SUPPLIED RECORDS.
┌──
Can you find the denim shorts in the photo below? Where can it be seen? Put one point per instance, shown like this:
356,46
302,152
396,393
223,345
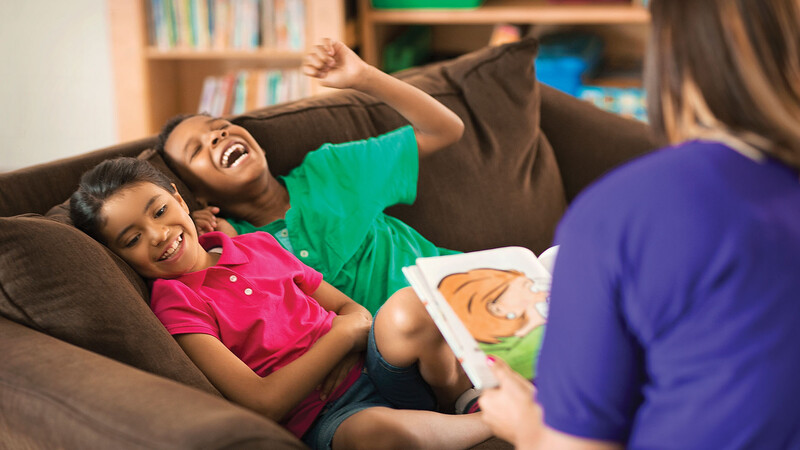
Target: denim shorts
380,384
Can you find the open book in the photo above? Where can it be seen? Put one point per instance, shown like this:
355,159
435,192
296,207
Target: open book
489,302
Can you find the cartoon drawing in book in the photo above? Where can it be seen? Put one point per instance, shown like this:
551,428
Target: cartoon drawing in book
489,302
503,310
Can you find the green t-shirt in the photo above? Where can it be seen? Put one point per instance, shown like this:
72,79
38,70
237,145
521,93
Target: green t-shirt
336,222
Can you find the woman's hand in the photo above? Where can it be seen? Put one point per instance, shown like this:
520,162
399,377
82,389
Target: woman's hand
338,374
510,409
335,65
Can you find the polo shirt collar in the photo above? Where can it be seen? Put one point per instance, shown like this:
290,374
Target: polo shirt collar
231,255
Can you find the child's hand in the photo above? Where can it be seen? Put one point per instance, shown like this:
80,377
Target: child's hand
335,65
354,328
510,409
205,220
338,374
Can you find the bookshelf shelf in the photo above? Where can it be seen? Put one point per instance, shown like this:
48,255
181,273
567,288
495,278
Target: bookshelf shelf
263,54
376,23
153,84
516,11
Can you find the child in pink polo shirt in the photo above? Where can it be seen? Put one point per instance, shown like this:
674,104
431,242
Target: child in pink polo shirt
270,334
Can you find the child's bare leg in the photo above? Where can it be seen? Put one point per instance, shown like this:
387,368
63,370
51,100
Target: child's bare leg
405,334
381,427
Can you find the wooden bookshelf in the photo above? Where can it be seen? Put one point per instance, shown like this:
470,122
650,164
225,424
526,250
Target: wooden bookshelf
152,85
376,24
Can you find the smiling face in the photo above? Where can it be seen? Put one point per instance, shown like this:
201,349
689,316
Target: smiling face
152,231
217,159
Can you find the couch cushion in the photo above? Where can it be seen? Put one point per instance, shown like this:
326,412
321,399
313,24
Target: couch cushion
60,212
59,281
499,185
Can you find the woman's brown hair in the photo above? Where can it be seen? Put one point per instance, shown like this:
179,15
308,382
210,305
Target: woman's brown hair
727,66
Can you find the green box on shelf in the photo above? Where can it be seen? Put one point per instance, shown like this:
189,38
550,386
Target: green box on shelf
401,4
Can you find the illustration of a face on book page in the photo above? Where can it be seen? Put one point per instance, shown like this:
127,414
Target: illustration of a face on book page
496,303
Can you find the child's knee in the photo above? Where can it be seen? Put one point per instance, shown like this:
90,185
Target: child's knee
404,313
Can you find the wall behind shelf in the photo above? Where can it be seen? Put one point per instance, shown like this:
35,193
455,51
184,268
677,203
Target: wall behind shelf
56,98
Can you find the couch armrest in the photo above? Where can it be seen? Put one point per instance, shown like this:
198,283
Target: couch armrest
56,395
588,141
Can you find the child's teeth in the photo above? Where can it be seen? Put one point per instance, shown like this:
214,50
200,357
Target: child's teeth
172,248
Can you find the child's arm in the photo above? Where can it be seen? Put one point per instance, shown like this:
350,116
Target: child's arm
435,125
335,300
279,392
205,220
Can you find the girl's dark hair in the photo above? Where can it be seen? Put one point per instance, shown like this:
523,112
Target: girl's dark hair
730,66
168,128
105,180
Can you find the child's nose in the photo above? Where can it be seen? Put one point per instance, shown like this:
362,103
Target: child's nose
159,235
217,136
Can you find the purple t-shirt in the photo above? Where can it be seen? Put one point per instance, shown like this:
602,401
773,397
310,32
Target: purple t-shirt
257,301
675,305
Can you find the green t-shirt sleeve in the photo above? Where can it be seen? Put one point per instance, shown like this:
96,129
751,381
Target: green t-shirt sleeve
340,190
373,173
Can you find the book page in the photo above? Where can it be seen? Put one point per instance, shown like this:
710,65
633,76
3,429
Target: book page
487,302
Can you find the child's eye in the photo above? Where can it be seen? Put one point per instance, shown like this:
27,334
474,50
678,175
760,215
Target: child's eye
132,242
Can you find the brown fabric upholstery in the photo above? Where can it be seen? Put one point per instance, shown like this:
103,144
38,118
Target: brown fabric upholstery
61,282
55,395
503,167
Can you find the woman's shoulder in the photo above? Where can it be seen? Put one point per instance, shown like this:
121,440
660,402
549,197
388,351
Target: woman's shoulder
668,171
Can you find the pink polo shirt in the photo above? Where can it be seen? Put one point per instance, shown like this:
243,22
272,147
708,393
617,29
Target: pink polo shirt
257,301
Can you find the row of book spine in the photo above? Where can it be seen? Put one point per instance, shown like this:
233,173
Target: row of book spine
227,24
246,90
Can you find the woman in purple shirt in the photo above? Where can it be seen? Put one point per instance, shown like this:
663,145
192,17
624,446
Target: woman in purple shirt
674,302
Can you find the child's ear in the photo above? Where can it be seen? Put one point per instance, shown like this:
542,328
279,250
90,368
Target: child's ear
179,198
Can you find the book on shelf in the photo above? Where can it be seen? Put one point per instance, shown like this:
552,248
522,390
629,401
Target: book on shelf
489,302
227,24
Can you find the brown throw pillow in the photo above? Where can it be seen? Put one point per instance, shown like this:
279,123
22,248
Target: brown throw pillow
499,185
59,281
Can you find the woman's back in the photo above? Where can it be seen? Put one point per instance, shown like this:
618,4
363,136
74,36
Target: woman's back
693,268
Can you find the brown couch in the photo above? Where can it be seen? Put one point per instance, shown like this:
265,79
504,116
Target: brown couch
86,365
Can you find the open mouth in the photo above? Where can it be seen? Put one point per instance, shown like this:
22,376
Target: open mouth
172,248
233,155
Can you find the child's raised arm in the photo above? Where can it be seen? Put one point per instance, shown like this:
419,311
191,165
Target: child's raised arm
435,125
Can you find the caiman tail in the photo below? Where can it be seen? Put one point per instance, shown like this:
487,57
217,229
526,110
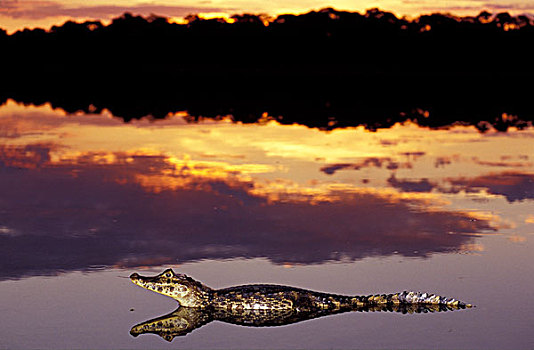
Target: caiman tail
408,298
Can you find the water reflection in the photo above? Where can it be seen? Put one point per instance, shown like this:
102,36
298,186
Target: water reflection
113,209
86,190
184,320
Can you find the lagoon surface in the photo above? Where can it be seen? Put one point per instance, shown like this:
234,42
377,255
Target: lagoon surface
87,199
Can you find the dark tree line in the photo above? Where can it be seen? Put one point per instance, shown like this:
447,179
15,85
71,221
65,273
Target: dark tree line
323,69
324,40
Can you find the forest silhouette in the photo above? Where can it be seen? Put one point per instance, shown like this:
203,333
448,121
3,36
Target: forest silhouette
323,69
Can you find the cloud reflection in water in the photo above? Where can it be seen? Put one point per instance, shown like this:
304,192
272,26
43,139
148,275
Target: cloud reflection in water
134,209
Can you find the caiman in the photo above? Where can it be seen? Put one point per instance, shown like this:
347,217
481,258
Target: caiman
264,305
191,293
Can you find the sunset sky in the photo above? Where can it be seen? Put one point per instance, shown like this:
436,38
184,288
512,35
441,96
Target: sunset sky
18,14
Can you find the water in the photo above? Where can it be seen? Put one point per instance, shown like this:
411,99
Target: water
87,199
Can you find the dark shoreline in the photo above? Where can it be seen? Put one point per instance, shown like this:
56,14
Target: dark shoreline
323,69
487,101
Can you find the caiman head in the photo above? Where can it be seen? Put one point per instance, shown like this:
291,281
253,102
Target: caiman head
184,289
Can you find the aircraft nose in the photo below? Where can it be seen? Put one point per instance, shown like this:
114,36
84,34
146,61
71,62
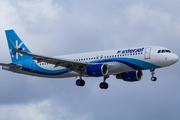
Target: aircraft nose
175,58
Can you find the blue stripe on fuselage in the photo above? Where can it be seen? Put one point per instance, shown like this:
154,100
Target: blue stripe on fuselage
133,63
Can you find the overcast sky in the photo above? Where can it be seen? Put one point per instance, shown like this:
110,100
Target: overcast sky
57,27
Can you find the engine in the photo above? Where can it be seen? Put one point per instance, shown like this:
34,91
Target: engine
97,70
130,76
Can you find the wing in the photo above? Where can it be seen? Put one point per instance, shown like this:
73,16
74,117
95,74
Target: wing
10,65
69,64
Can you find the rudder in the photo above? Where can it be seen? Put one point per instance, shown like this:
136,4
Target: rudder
14,41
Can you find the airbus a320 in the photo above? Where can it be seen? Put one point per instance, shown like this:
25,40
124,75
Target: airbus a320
126,64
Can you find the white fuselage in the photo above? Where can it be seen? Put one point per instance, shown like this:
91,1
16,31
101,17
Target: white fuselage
118,61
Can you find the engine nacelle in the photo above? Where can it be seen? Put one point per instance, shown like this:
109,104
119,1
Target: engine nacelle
130,76
97,70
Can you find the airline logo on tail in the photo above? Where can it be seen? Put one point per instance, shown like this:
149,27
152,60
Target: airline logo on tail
19,48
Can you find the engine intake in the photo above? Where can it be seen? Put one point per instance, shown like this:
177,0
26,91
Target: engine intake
130,76
97,70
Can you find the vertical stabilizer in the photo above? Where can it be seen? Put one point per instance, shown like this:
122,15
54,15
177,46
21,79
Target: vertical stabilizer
14,42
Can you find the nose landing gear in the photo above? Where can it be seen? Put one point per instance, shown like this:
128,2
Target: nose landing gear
104,85
80,82
153,78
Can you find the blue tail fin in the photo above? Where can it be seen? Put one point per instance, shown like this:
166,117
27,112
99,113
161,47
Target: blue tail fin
14,41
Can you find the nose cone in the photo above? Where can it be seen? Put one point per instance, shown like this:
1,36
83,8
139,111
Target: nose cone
175,58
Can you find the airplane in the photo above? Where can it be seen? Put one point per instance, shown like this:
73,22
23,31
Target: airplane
126,64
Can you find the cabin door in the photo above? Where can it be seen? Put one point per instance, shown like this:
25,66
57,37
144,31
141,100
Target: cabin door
147,54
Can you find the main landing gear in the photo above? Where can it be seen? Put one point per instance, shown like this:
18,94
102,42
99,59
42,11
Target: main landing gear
153,78
80,82
104,85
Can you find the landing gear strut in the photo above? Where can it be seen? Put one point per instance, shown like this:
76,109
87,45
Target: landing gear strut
153,78
104,85
80,82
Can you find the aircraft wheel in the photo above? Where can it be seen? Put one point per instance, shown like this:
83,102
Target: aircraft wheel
103,85
80,82
153,78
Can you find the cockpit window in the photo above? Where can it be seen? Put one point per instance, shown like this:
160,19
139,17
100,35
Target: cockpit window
159,51
168,51
164,51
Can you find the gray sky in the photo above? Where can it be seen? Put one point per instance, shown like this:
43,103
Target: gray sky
56,27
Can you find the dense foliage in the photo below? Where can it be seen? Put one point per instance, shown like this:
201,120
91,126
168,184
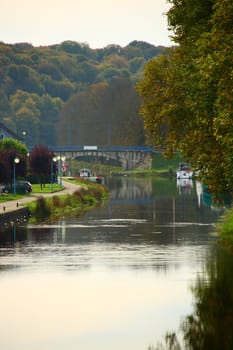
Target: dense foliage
187,94
9,150
104,114
37,82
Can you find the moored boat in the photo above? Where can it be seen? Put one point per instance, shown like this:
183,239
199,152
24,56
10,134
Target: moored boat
184,171
87,175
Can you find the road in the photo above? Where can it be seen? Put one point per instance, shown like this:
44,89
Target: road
7,206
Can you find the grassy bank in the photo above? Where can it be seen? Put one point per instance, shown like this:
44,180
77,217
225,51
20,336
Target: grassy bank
47,209
225,229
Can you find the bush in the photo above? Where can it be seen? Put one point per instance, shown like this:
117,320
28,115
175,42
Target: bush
42,209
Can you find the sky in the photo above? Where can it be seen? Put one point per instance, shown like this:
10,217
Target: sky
98,23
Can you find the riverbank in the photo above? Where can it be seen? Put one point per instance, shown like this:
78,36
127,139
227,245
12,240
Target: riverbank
225,229
60,205
72,199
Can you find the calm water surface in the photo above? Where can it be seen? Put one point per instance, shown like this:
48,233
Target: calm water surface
116,278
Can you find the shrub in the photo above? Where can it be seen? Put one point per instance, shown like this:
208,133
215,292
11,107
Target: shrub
42,209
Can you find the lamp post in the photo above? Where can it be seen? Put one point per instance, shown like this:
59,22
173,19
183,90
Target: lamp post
16,161
61,160
53,160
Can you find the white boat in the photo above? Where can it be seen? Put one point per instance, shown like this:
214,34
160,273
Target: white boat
87,175
184,171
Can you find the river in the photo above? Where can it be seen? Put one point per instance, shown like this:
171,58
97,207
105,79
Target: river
118,277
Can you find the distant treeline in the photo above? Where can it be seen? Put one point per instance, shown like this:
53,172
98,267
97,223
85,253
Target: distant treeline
71,94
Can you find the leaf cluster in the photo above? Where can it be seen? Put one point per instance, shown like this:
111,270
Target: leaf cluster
187,99
35,82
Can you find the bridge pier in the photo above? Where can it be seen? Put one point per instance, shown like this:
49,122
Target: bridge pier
125,156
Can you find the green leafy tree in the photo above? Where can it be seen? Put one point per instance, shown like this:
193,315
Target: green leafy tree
41,163
9,150
105,114
186,100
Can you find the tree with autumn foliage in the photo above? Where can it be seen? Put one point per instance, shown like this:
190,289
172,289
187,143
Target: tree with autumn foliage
41,163
187,102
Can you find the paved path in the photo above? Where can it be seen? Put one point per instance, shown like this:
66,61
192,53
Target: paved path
15,204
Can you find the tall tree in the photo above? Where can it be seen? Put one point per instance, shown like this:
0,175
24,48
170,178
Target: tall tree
184,92
9,150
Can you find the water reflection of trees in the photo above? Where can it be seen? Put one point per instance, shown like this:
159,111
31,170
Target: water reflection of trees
210,326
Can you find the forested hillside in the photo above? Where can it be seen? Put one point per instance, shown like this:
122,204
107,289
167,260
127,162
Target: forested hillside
72,94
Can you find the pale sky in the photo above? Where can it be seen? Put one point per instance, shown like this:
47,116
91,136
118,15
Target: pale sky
95,22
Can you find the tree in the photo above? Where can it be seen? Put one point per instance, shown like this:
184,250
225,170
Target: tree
41,163
9,150
105,114
186,101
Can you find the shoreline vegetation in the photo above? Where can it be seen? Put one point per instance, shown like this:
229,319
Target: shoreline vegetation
59,205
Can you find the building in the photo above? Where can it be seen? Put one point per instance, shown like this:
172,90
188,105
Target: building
6,132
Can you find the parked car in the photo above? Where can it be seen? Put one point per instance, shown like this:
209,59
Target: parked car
20,186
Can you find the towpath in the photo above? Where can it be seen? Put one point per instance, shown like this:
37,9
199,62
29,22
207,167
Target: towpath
13,205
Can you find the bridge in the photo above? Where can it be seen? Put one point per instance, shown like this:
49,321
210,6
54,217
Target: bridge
128,157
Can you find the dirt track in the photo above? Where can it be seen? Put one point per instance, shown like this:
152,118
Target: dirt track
15,204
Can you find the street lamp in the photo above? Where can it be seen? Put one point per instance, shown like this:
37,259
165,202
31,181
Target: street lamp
53,160
16,161
61,160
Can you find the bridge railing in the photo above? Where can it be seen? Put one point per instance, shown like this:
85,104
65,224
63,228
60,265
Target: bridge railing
101,148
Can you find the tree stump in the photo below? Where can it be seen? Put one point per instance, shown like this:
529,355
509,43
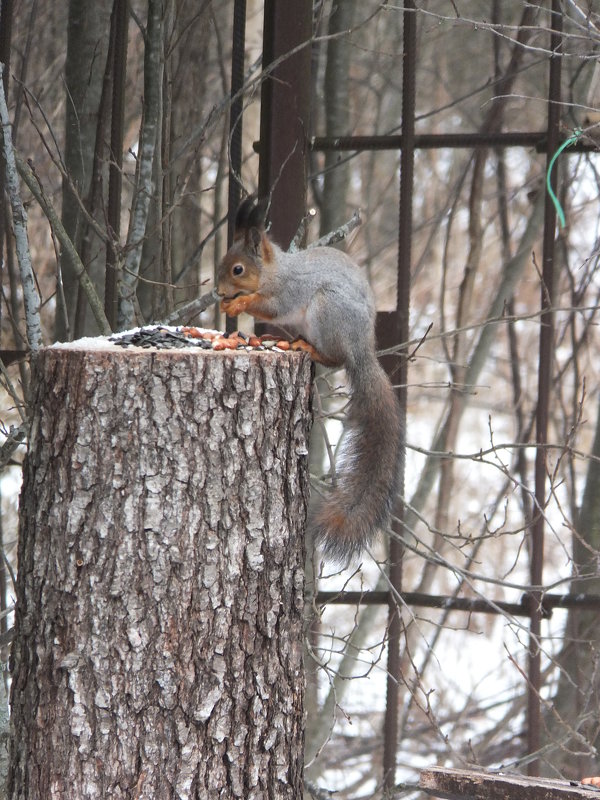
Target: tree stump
158,649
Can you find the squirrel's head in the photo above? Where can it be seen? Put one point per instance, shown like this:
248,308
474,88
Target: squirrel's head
239,271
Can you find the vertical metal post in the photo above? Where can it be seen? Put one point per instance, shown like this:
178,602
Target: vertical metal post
544,385
235,115
238,49
400,327
285,111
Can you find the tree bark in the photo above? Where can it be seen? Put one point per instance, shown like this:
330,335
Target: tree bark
158,649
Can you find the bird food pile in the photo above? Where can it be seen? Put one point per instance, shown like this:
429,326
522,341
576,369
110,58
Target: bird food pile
165,337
└──
TASK REQUIREMENTS. Only the lines from the one that holds "Can you find the shoreline" through the end of the records above should be printed again, exactly as they are. Leave out the pictures.

ANSWER IN FULL.
Can you find the shoreline vegetation in the photo above? Where can it be seen? Put one point per instance, shown like this:
229,319
Target: shoreline vegetation
59,205
Can you find the building in the photo above? Where can it be seen? Put one point per instance, shown like this:
172,90
188,105
Target: building
6,132
Can you find the parked car in the photo above? Where can it be seen? Put one point per instance, shown like this:
209,59
Target: parked car
20,186
Can you find the towpath in the photo above? Where can it be seen? Put one point per instance, shown like this:
37,9
199,62
29,22
207,167
Target: towpath
13,205
Can you find the bridge in the photo above? Where can it be seen? Put one point per instance, shown like this:
49,321
210,6
54,217
Target: bridge
128,157
Can you find the dirt track in the photo above? Where can it be seen? Put one point per instance, shown like this:
152,118
Target: dirt track
15,204
Can you find the street lamp in the photo above? Where can it be seen? Put one point per instance, shown like this:
37,259
165,202
31,181
Target: street lamp
53,160
16,161
61,160
Can you find the bridge railing in the photo above? Where can it be seen? Put one point per instance, shown like this:
85,104
65,224
63,228
60,265
Target: bridge railing
101,148
Can you find the tree stump in the photo below? Where can it be seen? Put one point per instance, shown like this:
529,355
509,43
Target: tree stump
158,649
Can you find the squirrel's head in the photo above? Where can it be seen? Put one point per instance, shown like this:
248,308
474,88
Target: squirrel's head
239,271
Can you find the vertical metal post in the photo above? Where can it be seen? Put one point per instance, shown like this:
178,602
Target: vertical metal post
544,385
235,115
238,49
400,327
285,111
Can you find the tree bark in the photo above? Where can it be seen? Put one point per instance, shown like this:
330,335
Target: tree bark
158,649
Can you find the bird food pile in the photo above? Where can it be seen? Put one point per instance, shown like this:
429,326
522,341
576,369
110,58
Target: bird food pile
165,337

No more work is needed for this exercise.